Start of Records shown

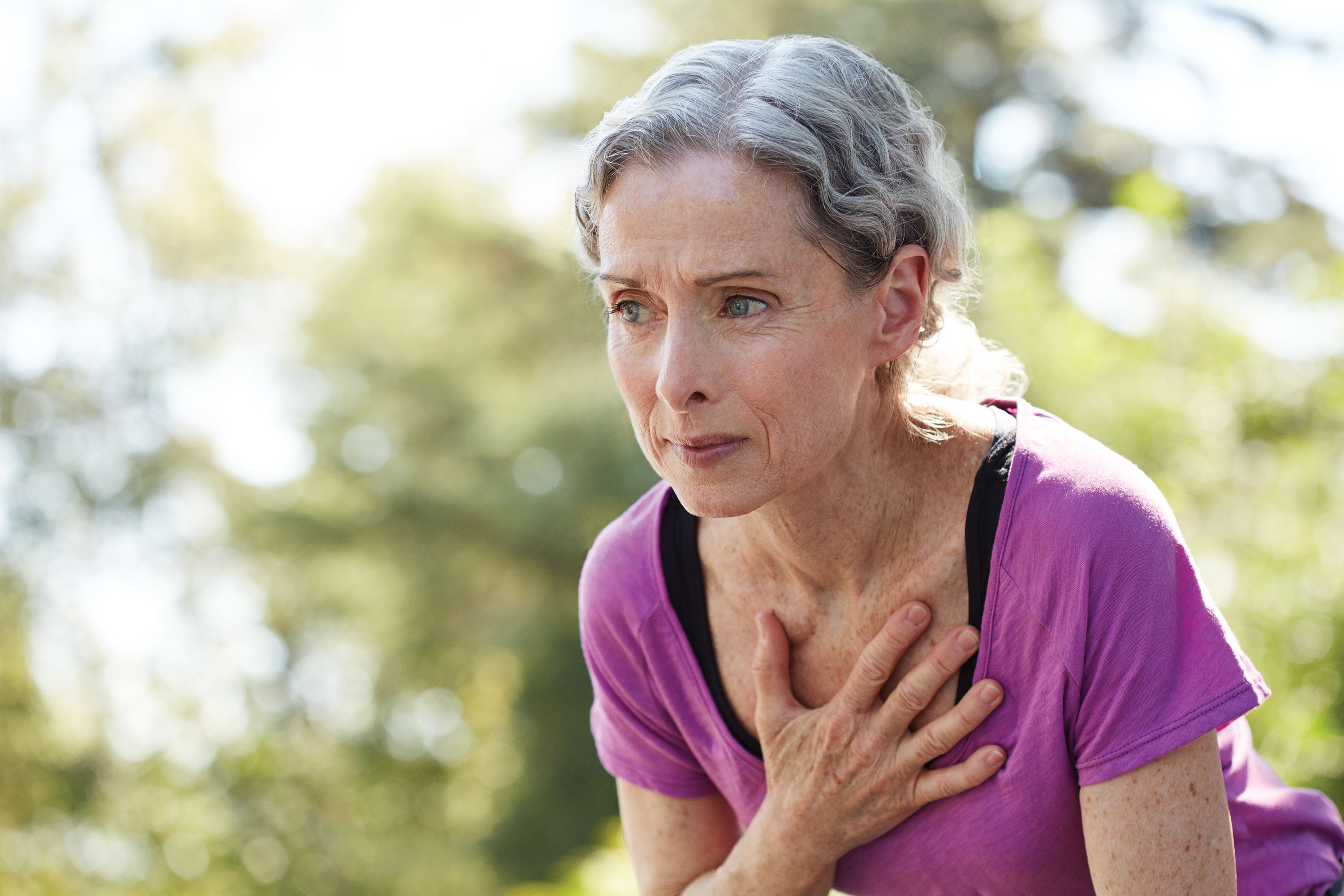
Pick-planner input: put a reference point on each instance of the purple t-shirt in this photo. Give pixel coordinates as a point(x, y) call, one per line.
point(1096, 624)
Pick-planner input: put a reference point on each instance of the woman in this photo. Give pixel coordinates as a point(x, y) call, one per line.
point(885, 626)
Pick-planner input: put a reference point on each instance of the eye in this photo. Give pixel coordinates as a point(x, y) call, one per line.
point(744, 306)
point(632, 312)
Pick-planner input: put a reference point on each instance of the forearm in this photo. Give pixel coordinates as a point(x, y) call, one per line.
point(767, 862)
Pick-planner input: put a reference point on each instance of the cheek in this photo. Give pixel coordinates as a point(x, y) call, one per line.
point(635, 371)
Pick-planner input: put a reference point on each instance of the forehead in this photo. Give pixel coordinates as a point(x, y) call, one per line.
point(698, 213)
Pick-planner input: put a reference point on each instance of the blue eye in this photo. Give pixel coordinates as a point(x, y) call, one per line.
point(744, 306)
point(632, 312)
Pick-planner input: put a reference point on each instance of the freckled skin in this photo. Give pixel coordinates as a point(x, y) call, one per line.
point(726, 320)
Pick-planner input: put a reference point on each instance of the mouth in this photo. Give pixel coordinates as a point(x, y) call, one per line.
point(706, 450)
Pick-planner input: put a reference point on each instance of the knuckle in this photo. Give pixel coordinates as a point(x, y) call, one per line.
point(908, 699)
point(937, 742)
point(865, 751)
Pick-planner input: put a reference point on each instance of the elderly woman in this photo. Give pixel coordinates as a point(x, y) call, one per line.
point(885, 626)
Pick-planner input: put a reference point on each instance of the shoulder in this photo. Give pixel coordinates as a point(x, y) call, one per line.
point(621, 579)
point(1074, 497)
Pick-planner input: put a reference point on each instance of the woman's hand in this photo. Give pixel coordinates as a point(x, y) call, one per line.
point(853, 770)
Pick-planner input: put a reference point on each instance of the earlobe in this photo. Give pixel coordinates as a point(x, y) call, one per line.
point(902, 299)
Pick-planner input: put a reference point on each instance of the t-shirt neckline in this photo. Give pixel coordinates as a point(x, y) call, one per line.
point(681, 567)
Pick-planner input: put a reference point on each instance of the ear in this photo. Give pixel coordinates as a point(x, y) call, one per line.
point(901, 300)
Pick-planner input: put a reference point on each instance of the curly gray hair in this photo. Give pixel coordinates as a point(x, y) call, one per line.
point(870, 162)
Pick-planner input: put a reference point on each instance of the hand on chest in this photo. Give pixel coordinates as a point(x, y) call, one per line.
point(824, 644)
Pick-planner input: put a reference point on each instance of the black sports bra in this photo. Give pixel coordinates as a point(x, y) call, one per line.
point(686, 581)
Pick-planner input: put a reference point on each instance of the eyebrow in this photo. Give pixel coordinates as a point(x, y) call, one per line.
point(703, 281)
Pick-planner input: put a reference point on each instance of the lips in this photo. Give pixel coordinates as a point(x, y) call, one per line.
point(706, 450)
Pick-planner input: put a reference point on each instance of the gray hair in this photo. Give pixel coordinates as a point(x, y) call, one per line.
point(869, 159)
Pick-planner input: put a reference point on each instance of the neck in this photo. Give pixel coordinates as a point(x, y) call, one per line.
point(854, 523)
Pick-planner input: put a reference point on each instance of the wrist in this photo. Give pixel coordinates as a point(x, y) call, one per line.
point(779, 856)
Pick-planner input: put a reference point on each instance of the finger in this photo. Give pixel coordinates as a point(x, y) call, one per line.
point(940, 784)
point(920, 685)
point(771, 669)
point(881, 657)
point(944, 732)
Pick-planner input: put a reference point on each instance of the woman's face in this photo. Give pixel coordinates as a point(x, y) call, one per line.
point(738, 346)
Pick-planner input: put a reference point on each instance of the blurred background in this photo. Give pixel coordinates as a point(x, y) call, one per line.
point(306, 422)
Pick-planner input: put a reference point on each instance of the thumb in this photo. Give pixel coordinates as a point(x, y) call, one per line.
point(771, 668)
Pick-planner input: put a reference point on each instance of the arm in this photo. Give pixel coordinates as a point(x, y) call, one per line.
point(694, 848)
point(836, 777)
point(1163, 828)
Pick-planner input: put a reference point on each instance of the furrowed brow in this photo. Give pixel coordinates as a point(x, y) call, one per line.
point(737, 275)
point(623, 281)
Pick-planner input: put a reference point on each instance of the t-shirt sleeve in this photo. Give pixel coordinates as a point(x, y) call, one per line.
point(636, 737)
point(1160, 665)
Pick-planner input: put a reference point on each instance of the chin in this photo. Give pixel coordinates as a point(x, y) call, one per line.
point(718, 496)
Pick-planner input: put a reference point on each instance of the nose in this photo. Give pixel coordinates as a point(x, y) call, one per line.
point(687, 379)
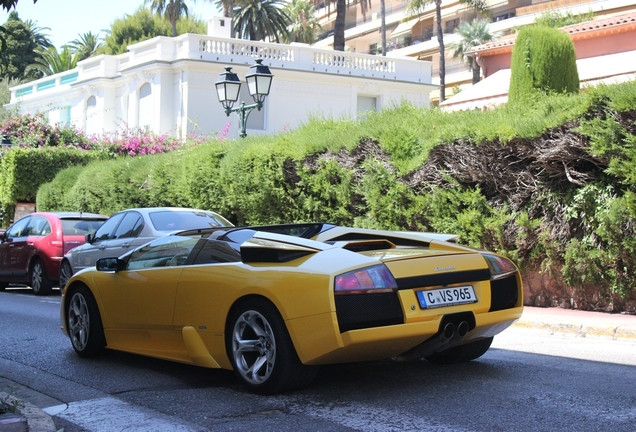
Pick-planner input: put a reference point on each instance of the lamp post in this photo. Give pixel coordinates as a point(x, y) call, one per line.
point(228, 87)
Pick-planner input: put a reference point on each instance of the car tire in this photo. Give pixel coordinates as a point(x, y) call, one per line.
point(462, 353)
point(84, 323)
point(65, 273)
point(261, 351)
point(40, 283)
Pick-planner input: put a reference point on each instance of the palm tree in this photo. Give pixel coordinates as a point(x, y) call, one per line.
point(172, 10)
point(40, 38)
point(52, 62)
point(416, 7)
point(305, 25)
point(86, 45)
point(260, 19)
point(473, 34)
point(339, 24)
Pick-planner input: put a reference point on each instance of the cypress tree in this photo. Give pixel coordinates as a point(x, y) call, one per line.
point(544, 60)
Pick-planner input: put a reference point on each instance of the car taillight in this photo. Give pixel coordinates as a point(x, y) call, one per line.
point(499, 266)
point(371, 279)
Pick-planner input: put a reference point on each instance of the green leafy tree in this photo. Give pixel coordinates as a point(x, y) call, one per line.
point(52, 62)
point(416, 7)
point(543, 59)
point(472, 34)
point(87, 45)
point(260, 19)
point(141, 26)
point(304, 24)
point(7, 5)
point(172, 10)
point(20, 49)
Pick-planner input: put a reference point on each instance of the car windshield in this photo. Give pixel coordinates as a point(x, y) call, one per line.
point(183, 220)
point(80, 226)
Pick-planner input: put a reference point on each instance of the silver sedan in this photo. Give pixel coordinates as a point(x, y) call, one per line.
point(130, 228)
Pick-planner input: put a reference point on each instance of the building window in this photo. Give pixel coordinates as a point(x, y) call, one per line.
point(146, 107)
point(65, 116)
point(451, 25)
point(366, 104)
point(90, 119)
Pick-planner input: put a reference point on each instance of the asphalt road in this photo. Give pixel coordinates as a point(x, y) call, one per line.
point(528, 381)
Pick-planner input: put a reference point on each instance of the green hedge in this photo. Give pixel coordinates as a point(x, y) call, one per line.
point(24, 170)
point(551, 185)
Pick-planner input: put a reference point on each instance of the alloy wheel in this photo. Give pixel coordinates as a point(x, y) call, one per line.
point(254, 347)
point(78, 321)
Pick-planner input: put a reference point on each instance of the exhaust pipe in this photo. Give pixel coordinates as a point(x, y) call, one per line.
point(430, 345)
point(462, 330)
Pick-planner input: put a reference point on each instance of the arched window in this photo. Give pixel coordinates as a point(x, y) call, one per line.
point(146, 107)
point(90, 120)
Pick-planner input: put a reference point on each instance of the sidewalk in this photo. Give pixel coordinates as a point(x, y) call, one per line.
point(32, 418)
point(580, 323)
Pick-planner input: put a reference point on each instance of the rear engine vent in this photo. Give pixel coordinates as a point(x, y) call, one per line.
point(504, 293)
point(367, 246)
point(359, 311)
point(395, 240)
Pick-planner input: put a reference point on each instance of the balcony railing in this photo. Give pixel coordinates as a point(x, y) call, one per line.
point(226, 51)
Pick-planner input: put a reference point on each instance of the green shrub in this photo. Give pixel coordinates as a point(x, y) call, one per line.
point(24, 170)
point(543, 59)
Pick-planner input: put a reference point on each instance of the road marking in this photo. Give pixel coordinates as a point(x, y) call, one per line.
point(113, 415)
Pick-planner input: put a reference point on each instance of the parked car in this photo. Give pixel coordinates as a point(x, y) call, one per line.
point(32, 248)
point(272, 303)
point(130, 228)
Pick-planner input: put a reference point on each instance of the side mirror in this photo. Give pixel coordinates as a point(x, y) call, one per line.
point(110, 264)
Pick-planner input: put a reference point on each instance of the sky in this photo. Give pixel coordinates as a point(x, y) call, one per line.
point(67, 19)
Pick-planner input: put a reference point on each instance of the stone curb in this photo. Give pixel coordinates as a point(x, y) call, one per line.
point(37, 420)
point(581, 330)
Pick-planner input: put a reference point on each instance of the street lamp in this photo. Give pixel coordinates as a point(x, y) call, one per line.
point(228, 86)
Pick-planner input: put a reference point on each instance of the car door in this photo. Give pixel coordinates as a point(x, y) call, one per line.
point(138, 303)
point(10, 249)
point(35, 231)
point(125, 237)
point(87, 254)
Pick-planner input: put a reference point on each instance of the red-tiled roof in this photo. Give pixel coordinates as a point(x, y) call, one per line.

End of Records shown

Task details. Copy out, unchanged, every line from the one containing "of the curly" through the one containing "point(686, 581)", both lines included.

Finished task.
Pick-planner input: put a reference point on each instance of the curly gray hair in this photo. Give pixel coordinates as a point(x, y) call, one per line.
point(870, 162)
Pick-planner input: put a reference point on each instance of the hand on chest in this photo. Give pixel coordinates as a point(x, y) call, one per line.
point(824, 644)
Pick-planner input: put a reference point on each instance of the black sports bra in this photo. Give pixel coordinates as a point(x, y) call, one per line.
point(686, 581)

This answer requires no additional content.